▶ Exercise directions: Reproduce the material below word for word, leaving out the pictures.

(Outline labeling records)
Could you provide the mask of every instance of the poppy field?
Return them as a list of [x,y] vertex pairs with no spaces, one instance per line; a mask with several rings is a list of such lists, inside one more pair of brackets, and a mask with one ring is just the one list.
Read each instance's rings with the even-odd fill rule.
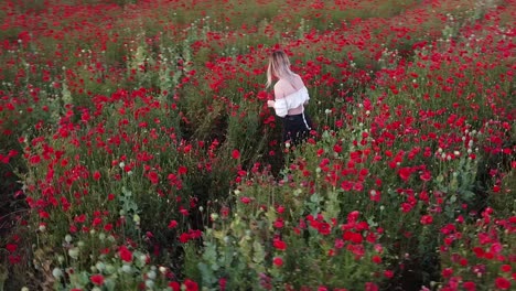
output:
[[0,290],[516,288],[515,0],[0,7]]

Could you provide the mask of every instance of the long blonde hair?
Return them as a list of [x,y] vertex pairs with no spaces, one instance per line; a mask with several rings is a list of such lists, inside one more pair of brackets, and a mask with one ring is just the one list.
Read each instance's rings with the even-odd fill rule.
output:
[[276,50],[269,56],[269,66],[267,67],[267,88],[272,85],[272,76],[278,78],[291,78],[293,77],[292,71],[290,71],[289,56],[281,50]]

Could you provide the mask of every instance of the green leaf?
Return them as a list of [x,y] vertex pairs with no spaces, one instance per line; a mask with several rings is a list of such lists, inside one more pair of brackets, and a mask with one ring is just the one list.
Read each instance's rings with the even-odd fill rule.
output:
[[256,263],[261,263],[265,260],[264,246],[255,240],[252,242],[252,249],[255,250],[255,254],[252,255],[252,261]]

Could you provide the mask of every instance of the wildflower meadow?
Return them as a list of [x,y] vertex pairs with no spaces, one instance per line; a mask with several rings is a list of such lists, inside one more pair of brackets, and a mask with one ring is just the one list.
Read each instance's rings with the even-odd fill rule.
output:
[[0,290],[516,289],[515,0],[0,7]]

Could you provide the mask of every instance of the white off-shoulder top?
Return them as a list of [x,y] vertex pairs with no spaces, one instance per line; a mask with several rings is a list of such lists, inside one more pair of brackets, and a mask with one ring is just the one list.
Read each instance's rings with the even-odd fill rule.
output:
[[298,108],[310,100],[310,96],[305,86],[301,89],[284,96],[284,98],[275,100],[275,111],[279,117],[286,117],[290,109]]

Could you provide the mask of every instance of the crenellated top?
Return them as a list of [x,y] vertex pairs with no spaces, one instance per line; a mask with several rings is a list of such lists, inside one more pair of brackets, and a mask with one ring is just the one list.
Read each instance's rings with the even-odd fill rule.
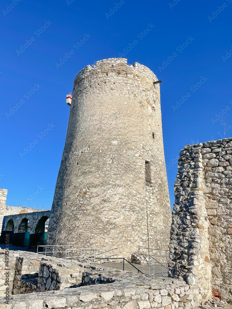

▶ Response:
Could you provide the mask of every instance of the poppy field?
Return them as a list of [x,y] vertex pairs with no spaces, one instance per line; a mask with several rings is a list of such lists, inside one more pair of brackets, and a mask with one ring is just the one list.
Read each instance's rings with the even-odd fill rule.
output:
[[0,290],[516,288],[515,0],[0,7]]

Could you provide the mask of every instance of the long blonde hair?
Return them as a list of [x,y] vertex pairs with no spaces, one instance per line; a mask with several rings is a list of such lists, inside one more pair of brackets, and a mask with one ring is just the one list.
Read each instance's rings with the even-odd fill rule.
output:
[[276,50],[269,56],[269,66],[267,67],[267,88],[272,85],[272,76],[278,78],[291,78],[293,77],[292,71],[290,71],[289,56],[281,50]]

Could you provide the mask of every instance of the green leaf?
Return them as a list of [x,y] vertex pairs with no spaces, one instance per line; a mask with several rings is a list of such lists, inside one more pair of brackets, and a mask with one ring is just the one list.
Read each instance's rings with the even-odd fill rule.
output:
[[256,263],[261,263],[265,260],[264,246],[255,240],[252,242],[252,249],[255,250],[255,254],[252,255],[252,261]]

Could you provide the mask of every instance of the wildflower meadow?
Return them as a list of [x,y] vertex pairs with no spaces, one instance per line; a mask with several rings is a list of such lists, inside one more pair of brackets, and a mask with one ring is just the one list.
Read each instance's rings with the even-odd fill rule.
output:
[[0,290],[516,289],[515,0],[0,7]]

Could you provide the mask of every instance of the white off-shoulder top?
Return them as a list of [x,y] vertex pairs with no spaces, one instance per line; a mask with several rings is a list of such lists, inside one more pair of brackets, and a mask with one ring is just the one list.
Read each instance's rings with the even-odd fill rule.
output:
[[298,108],[310,100],[310,96],[305,86],[301,89],[284,96],[284,98],[275,100],[275,111],[279,117],[286,117],[290,109]]

Could you provide the mask of every instance of the crenellated top?
Return them as a list of [x,y] vertex pairs with no spaces, one instance per line; a mask with several rings is a list of such lists, inside one more pair of brackets, and a mask with one ring is just the one list.
Read each instance's rings with the even-odd fill rule.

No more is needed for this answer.